PROVIDED MATERIAL:

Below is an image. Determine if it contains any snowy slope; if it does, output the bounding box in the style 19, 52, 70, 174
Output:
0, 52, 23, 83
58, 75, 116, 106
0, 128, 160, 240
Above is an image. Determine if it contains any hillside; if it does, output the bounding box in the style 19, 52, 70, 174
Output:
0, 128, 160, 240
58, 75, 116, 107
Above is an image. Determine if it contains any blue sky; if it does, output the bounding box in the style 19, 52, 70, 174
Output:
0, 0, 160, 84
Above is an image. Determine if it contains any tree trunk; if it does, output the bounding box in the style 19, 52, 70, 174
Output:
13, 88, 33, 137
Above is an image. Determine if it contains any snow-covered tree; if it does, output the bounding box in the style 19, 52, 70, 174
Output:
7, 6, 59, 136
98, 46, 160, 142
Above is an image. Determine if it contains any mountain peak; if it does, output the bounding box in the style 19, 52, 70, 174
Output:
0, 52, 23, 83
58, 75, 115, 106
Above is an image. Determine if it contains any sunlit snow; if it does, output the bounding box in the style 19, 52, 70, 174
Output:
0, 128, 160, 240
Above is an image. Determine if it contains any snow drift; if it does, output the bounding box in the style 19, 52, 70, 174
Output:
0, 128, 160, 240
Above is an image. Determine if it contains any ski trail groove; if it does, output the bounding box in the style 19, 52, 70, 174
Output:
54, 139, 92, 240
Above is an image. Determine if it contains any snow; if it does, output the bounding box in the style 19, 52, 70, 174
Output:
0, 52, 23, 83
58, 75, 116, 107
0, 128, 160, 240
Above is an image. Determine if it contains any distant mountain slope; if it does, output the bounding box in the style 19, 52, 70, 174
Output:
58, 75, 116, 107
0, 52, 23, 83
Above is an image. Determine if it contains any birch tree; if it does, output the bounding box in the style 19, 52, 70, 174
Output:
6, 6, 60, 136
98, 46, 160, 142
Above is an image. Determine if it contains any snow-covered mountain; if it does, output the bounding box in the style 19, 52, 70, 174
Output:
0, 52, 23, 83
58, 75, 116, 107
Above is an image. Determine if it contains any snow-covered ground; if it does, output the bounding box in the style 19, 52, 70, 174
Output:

TO BE DONE: Reproduce verbatim the part of the material that opens with the line containing "Above is an image. Determine if it contains any ski" and continues through the end of the material, including both the opening line and the final line.

EXERCISE SOLUTION:
Above is an image. Determine if it contains any ski trail groove; if it does, output the bounding box in the style 19, 52, 70, 174
Output:
54, 139, 92, 240
Above is an image. Determine if it contains any snow; if it does, output the bounding box in the style 19, 52, 70, 174
Output:
0, 52, 23, 83
58, 75, 116, 107
0, 128, 160, 240
Above is an image. Determine if it contains any distant mountain slope; if it does, output the bounding box in the style 19, 52, 70, 174
Output:
58, 75, 116, 107
0, 52, 23, 83
Above is an image. Determine if it contains any birch tree; if it does, output the bounding box in the style 19, 52, 70, 174
Output:
6, 6, 60, 136
98, 46, 160, 142
Above is an image. Determine if it contains any snow-covered mountain; if it does, output the bounding box in the style 19, 52, 70, 174
Output:
0, 52, 23, 83
58, 75, 116, 107
Above is an image. Determine if it contains any snow-covered ground; if it does, output the bounding box in the style 19, 52, 70, 174
Output:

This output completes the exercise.